Senator Pendleton made a motion to exercise the committee’s subpoena power and get the MCOs in for questioning. Representative Steele seconded the motion.


Representative Stacy said that, in the interest of full disclosure, he is a partner in two independent pharmacies in rural Eastern Kentucky. He said that if something is not done in this session concerning this issue, there will be hundreds of Kentucky independent pharmacies going out of business. If MCOs do not honor these contracts, once a provider is lost in a rural area, it will take a long time to regain access. The big chain drugstores are not here today. They are owned by wholesalers and thus, their profit is built in. The problem goes beyond the MCOs. Buying groups bear a lot of responsibility. Independent pharmacies are held to terms of a contract with a buying group they cannot see. PBMs also have contracts the independent pharmacies cannot see. It is the fault of the buying groups, the PBMs, and to a lesser extent, the MCOs. If they just reimburse the independent pharmacies at cost, the independent pharmacies cannot stay in business; they must be able to make a profit.

- _Source material_:
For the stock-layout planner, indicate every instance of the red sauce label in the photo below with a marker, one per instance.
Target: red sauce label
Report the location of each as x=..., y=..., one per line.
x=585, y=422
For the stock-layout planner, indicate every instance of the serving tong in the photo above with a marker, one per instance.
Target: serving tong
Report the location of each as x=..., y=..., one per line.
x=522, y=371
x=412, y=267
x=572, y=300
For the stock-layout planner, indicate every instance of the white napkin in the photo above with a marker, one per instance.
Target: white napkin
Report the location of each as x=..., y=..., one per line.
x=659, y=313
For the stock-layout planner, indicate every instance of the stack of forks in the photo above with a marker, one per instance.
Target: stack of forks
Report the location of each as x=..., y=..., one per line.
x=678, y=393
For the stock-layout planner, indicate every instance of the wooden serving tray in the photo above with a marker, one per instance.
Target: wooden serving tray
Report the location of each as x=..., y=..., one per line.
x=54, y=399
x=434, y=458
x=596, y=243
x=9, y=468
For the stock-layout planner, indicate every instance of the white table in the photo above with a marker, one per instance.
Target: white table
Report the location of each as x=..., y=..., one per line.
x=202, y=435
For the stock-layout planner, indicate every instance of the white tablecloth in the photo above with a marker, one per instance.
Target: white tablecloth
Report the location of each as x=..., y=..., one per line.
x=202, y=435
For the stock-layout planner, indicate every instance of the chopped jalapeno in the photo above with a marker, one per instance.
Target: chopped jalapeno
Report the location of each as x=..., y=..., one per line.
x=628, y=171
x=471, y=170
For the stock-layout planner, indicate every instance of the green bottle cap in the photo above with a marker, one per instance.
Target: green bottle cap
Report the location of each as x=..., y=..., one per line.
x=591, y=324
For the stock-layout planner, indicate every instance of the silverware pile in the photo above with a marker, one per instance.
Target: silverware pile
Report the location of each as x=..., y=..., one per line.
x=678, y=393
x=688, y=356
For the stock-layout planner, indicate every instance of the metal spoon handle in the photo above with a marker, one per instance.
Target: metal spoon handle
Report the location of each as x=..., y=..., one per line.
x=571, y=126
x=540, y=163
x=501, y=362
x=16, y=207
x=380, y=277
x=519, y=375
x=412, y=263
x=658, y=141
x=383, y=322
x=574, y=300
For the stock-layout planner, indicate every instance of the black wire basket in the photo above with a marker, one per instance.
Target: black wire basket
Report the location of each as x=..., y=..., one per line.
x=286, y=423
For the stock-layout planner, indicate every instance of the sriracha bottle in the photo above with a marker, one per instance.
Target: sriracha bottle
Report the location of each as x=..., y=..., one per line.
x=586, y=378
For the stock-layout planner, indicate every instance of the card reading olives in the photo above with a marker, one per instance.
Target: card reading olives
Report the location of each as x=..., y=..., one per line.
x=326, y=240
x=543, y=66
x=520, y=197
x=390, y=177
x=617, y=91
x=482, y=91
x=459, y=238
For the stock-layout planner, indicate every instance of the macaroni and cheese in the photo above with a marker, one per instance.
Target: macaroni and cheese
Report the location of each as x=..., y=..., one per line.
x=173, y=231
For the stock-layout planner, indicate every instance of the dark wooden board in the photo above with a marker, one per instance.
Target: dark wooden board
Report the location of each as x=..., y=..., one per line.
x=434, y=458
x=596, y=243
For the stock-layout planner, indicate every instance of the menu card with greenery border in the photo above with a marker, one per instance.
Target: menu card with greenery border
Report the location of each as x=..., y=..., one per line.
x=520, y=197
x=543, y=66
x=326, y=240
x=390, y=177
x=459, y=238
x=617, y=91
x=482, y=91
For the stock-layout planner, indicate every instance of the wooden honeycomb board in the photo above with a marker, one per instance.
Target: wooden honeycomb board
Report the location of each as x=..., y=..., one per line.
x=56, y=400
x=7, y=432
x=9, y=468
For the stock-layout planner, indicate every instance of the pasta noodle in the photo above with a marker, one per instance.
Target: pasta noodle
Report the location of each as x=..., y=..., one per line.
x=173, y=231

- _Activity list_:
a. Decide whether each statement agrees with the committee text, answering yes or no and quoting the words of the text that settle it: (i) Representative Steele seconded the motion to use the subpoena power. (ii) The big chain drugstores were present at the meeting. (iii) Representative Stacy placed the main blame on the MCOs.
b. Answer these questions from the committee text:
(i) Who made the motion to exercise the committee's subpoena power?
(ii) In how many independent pharmacies is Representative Stacy a partner?
(iii) Who owns the big chain drugstores?
The data has no connection to the committee text.

- _Outputs by task_:
a.
(i) Yes: "Representative Steele seconded the motion."
(ii) No: "The big chain drugstores are not here today."
(iii) No: "It is the fault of the buying groups, the PBMs, and to a lesser extent, the MCOs."

b.
(i) Senator Pendleton
(ii) Two
(iii) Wholesalers